**Source text**
□ □ □ □

13 September 2021

Balancing food security and nitrogen use

Environmental targets to limit excess nitrogen require the large-scale deployment of dedicated nitrogen mitigation strategies to avoid a strong increase in the risk of food insecurity. Without these measures, the amount of dietary energy available to people would be greatly reduced, which would in turn lead to high food prices and an increase in the number of undernourished people.

 © Oticki | Dreamstime.com

© Oticki | Dreamstime.com

Nitrogen is crucial to the agricultural sector. Every year, more than 100 million tonnes of nitrogen are applied to crops in the form of fertilizer to ensure that enough food is produced to feed the ever-expanding global population. Since part of the added nitrogen is not taken up by plants, there is an inevitable nitrogen surplus that results in run-off to surface water, which in turn contributes to biodiversity loss and algal blooms.

In an effort to address this problem and improve the health of both people and ecosystems, many regions and countries have proposed or implemented measures to limit nitrogen pollution. However, there is still an insufficient understanding of the trade-offs between food security (which requires the use of nitrogen) and environmental targets (which require a reduction in nitrogen use).

A team of researchers from the International Institute for Applied Systems Analysis (IIASA), Wageningen University, the Netherlands, Zhejiang University, China, and Ritsumeikan University, Japan, explored the possible effects that current nitrogen related mitigation options could have on reconciling regional food security and environmental targets for nitrogen in a new study published in the journal Nature Food. They derived regional nitrogen surplus boundaries for 37 global regions and showed that the current nitrogen inputs cross those boundaries in 14 of these regions, including high nitrogen input regions such as China, India, and Western Europe. They then assessed the tradeoffs between regional food security and reaching those nitrogen boundaries with current management. In addition, they identified the impacts of mitigation options to reconcile the tension between regional food production and environmental targets for nitrogen.

□ □ □ □

Detection annotation records

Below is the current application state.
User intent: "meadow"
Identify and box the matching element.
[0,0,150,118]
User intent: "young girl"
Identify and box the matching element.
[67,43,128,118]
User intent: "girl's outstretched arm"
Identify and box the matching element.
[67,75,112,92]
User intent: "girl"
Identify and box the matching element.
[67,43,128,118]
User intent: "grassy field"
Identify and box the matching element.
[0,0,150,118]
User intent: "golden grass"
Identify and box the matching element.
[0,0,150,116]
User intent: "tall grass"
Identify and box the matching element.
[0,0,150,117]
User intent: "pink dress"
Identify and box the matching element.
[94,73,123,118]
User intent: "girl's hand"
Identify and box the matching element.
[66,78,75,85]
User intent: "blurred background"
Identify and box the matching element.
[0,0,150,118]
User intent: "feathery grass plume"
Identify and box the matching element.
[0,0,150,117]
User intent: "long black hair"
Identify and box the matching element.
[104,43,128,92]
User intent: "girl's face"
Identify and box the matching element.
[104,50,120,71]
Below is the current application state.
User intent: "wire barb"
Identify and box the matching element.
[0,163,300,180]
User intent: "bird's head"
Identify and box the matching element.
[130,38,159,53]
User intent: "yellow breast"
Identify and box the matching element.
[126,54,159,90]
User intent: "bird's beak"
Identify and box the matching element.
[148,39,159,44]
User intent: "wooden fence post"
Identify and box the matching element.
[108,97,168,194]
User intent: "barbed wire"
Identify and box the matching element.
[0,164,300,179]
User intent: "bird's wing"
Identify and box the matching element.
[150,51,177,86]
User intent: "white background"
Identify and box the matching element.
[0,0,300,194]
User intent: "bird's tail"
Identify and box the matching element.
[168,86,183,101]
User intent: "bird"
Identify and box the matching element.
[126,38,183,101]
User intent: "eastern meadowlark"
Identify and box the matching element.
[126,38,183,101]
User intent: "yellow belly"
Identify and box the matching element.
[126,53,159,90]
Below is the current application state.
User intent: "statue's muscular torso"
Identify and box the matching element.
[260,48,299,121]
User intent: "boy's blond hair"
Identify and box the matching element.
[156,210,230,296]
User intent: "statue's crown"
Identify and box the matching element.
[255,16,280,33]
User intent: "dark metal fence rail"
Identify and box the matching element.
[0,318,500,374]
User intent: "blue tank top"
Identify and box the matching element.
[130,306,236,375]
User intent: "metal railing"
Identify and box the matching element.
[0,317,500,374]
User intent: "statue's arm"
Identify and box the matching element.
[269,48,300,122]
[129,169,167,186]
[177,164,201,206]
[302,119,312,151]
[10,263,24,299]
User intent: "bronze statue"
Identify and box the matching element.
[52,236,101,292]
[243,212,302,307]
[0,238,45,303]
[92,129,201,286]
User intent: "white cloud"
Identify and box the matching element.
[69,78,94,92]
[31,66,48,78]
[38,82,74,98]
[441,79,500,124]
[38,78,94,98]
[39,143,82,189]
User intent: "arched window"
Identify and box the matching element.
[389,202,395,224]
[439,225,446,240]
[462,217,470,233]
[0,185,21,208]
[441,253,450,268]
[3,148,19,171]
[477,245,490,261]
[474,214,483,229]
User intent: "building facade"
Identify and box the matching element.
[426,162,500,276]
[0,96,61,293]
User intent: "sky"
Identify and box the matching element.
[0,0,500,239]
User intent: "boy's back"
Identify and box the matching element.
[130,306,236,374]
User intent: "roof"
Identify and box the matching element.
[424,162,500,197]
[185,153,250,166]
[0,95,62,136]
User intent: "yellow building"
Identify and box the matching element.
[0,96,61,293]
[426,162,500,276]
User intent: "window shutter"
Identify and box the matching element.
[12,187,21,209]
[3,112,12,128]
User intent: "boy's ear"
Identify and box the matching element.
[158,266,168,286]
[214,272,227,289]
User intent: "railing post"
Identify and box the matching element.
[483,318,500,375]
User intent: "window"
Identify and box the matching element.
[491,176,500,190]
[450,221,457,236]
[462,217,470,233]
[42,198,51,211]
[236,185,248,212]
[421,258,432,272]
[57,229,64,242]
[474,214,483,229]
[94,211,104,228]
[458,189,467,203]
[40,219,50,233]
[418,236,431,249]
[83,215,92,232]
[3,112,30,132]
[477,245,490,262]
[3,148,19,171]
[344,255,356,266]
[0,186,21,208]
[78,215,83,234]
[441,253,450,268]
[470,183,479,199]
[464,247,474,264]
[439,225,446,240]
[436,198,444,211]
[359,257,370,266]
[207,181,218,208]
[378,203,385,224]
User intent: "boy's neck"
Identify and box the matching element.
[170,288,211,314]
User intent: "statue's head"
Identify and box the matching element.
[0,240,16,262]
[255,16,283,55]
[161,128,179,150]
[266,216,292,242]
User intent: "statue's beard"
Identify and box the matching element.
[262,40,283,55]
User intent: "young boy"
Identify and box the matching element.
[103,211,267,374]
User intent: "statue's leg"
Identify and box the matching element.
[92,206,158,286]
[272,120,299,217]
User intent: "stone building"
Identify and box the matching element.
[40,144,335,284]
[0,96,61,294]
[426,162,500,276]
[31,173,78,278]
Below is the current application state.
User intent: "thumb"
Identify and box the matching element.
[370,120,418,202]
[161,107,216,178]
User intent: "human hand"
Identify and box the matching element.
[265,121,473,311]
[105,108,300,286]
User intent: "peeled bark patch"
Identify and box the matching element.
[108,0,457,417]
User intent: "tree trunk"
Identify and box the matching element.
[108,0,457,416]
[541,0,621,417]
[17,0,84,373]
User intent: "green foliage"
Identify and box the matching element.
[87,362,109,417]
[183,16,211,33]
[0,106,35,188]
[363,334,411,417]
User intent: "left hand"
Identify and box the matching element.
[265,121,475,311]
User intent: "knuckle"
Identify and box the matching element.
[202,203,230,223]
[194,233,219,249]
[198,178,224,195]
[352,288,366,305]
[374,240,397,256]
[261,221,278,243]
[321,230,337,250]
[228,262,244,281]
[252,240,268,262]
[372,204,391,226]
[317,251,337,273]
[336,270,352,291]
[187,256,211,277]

□ □ □ □

**Objectives**
1. Answer these questions from the article on food security and nitrogen, one answer per line:
(a) How much nitrogen is applied to crops as fertilizer each year?
(b) In how many regions do current nitrogen inputs cross the derived boundaries?
(c) In which journal was the new study published?
2. Does each statement agree with the article on food security and nitrogen? Answer yes or no and quote the words that decide it.
(a) Plants take up all the nitrogen added to crops.
(b) The researchers derived nitrogen surplus boundaries for 37 global regions.
(c) Without dedicated mitigation measures, food prices would drop.
3. Carry on the article on food security and nitrogen from its last sentence.

**Answer list**
1.
(a) More than 100 million tonnes
(b) 14 of the 37 regions
(c) Nature Food

2.
(a) No: "part of the added nitrogen is not taken up by plants"
(b) Yes: "They derived regional nitrogen surplus boundaries for 37 global regions"
(c) No: "which would in turn lead to high food prices"

3.
“Our findings suggest that policies promoting the mobilization of a comprehensive set of nitrogen mitigation options would allow compliance with proposed nitrogen sustainability boundaries without worsening food security across the world. Hunger could in fact be significantly alleviated, putting 590 million less people at risk of hunger from 2010 to 2050, even when respecting regional nitrogen surplus boundaries. Such policies could also have other environmental and economic co-benefits beyond the impacts of nitrogen pollution,” explains study lead author Jinfeng Chang, a guest researcher in the Integrated Biosphere Futures Research Group of the IIASA Biodiversity and Natural Resources Program.

The researchers considered several strategies including promoting higher nitrogen use efficiency in agronomic practices, improving manure recycling and sewage management, reducing harvest losses and food waste, and encouraging a shift in diets away from animal products.

Among these strategies, increasing nitrogen use efficiency emerged as the most effective strategy to reduce undernourishment while respecting the defined nitrogen-boundaries. However, given the scale of the challenge, policies that facilitate and encourage multiple nitrogen mitigation options, both on the supply- and demand-side, need to be implemented simultaneously to deal with nitrogen pollution.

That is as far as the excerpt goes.